[DATA SHOWN Boundary: Start]

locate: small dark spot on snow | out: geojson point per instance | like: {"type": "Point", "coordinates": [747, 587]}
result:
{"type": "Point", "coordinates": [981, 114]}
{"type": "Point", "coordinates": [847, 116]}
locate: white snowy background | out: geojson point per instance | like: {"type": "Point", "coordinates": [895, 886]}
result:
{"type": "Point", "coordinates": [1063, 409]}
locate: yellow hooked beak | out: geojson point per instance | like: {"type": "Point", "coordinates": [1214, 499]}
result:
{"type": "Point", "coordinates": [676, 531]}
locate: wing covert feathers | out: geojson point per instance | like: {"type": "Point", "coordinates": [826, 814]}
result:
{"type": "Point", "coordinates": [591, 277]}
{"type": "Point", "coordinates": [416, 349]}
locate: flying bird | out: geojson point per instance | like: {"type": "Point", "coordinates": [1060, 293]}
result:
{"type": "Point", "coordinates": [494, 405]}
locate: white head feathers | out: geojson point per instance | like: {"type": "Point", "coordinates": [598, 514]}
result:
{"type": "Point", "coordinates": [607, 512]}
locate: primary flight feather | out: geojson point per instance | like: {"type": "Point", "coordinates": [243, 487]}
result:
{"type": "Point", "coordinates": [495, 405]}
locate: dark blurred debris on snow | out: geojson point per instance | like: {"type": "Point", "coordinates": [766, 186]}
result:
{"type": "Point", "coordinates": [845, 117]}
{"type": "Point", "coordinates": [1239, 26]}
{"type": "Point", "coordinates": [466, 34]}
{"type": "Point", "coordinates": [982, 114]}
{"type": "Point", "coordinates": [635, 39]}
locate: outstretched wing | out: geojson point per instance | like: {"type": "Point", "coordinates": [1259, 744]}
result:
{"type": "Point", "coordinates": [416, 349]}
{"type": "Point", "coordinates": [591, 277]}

[DATA SHOWN Boundary: End]

● **EXERCISE GOAL**
Print, from the entries above, the line with "locate: white snowy", the line with "locate: wing covert" and all lines between them, exactly and with nothing else.

● **SOLUTION TO THIS PROBLEM**
locate: white snowy background | out: geojson point per instance | like: {"type": "Point", "coordinates": [895, 886]}
result:
{"type": "Point", "coordinates": [1063, 409]}
locate: yellow hooked beak | out: geojson point per instance | like: {"type": "Point", "coordinates": [1214, 499]}
result:
{"type": "Point", "coordinates": [676, 531]}
locate: wing covert feathers | out: geojson point per instance | like: {"type": "Point", "coordinates": [826, 814]}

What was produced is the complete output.